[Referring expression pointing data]
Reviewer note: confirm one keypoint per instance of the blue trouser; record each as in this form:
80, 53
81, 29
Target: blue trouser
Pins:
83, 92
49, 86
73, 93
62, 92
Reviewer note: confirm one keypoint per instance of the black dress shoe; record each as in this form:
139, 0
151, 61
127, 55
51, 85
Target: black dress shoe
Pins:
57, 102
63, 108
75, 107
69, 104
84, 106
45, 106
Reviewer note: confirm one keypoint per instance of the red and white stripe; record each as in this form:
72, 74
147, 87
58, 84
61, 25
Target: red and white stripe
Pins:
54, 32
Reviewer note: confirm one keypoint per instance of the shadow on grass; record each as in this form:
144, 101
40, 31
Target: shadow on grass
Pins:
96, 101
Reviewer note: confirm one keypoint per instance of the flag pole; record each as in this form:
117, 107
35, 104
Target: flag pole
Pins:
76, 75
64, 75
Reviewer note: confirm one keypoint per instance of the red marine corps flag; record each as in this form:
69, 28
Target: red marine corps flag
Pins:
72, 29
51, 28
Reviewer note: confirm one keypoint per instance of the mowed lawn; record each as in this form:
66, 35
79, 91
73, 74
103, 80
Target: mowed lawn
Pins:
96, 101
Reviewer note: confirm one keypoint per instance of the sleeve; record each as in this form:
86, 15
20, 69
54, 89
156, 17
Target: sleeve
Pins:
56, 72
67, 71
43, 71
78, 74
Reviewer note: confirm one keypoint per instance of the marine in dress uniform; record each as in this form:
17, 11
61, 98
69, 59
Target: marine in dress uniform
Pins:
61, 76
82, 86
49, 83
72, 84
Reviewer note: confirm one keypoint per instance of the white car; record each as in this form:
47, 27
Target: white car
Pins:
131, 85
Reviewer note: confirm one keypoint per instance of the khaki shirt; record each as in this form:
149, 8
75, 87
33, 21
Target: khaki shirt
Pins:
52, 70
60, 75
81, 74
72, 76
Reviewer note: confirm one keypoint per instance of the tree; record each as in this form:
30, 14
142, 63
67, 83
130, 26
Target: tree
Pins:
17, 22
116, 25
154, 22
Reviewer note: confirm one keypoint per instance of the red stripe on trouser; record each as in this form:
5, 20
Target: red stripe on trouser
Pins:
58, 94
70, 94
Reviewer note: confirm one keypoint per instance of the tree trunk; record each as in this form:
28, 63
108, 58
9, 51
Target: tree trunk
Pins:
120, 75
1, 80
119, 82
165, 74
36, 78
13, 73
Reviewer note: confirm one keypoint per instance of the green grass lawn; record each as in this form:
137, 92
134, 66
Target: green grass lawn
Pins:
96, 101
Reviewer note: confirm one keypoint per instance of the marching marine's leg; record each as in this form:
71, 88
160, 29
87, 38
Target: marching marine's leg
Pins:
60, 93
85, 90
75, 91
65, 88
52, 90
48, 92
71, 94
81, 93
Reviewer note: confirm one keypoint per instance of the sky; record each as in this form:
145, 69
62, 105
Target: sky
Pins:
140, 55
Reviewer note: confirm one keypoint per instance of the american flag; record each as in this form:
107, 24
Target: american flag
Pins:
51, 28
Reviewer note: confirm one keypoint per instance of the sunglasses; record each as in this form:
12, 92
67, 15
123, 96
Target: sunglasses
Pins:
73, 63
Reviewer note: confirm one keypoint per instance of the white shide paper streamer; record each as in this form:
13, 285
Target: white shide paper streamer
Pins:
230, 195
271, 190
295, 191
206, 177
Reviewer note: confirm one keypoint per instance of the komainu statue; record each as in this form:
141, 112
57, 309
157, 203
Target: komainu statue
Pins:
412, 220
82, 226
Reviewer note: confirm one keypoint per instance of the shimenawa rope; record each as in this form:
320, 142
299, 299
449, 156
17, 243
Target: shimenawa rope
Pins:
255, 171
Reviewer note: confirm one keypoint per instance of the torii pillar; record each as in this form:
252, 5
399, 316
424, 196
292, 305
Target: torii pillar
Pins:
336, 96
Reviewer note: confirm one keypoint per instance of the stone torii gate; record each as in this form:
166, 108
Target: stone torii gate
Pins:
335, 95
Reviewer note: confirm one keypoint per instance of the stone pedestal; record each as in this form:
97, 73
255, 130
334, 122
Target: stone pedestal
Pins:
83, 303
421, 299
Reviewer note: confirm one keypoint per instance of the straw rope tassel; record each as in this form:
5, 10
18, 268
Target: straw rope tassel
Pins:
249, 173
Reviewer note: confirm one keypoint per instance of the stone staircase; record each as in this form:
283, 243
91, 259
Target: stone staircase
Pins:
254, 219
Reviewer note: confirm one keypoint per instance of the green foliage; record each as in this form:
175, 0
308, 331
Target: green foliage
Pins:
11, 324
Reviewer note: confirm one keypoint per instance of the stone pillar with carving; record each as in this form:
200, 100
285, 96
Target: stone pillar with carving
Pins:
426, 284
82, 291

> _WORK REQUIRED_: Your task is to restate, word for word, only those lines above that fall between the line holding "Reviewer note: confirm one keypoint per instance of the khaki" and the line holding "Target: red stripe on trouser", inclusive.

> _SOLUTION TO THIS EXERCISE_:
Reviewer note: confirm one keypoint per instance of the khaki shirt; record each as in this form:
149, 8
75, 87
33, 21
Target: khaki shirt
Pins:
52, 70
60, 75
81, 74
72, 76
Reviewer note: confirm one keypoint per instance of the tree; record each as in this form:
30, 14
142, 63
67, 83
130, 26
Target: tree
Pins:
17, 22
116, 25
154, 22
Reviewer note: confirm one keypoint per instance of the red stripe on trouser; record each as in this form:
5, 20
Target: red stripe on trouser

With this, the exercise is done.